Extracted records:
— Start —

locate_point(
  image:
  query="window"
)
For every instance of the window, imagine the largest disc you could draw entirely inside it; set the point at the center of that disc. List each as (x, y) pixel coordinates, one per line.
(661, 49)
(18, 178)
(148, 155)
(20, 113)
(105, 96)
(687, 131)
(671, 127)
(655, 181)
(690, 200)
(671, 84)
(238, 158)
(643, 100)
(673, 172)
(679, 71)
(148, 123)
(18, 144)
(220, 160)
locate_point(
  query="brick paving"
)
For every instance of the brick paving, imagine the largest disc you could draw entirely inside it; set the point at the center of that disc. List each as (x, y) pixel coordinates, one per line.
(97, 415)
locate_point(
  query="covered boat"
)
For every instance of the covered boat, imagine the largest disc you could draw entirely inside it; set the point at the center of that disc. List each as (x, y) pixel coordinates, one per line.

— End —

Requirement: Repeat every record, keeping each word and mark exactly as it is.

Task output:
locate_point(
  image:
  query="window"
)
For every instance of the window, imagine the largest disc you could draw entirely inside it; set the point at the center of that disc. List each as (x, y) pixel coordinates, one per line.
(661, 49)
(18, 178)
(148, 155)
(20, 113)
(105, 96)
(687, 131)
(671, 127)
(655, 181)
(690, 200)
(671, 84)
(238, 158)
(643, 100)
(673, 172)
(679, 71)
(148, 123)
(18, 144)
(220, 160)
locate_point(
  query="brick paving"
)
For every instance of the brick paving, imagine the largest disc you could draw entirely inside it; set the point at the center of that disc. List each as (x, y) pixel coordinates, one per line.
(97, 415)
locate_point(
  query="covered boat"
)
For every instance of the covered boat, imagine the largest disc you could draw entirely inside it; set the point at the center of that disc. List each as (x, y) pixel coordinates, one per line.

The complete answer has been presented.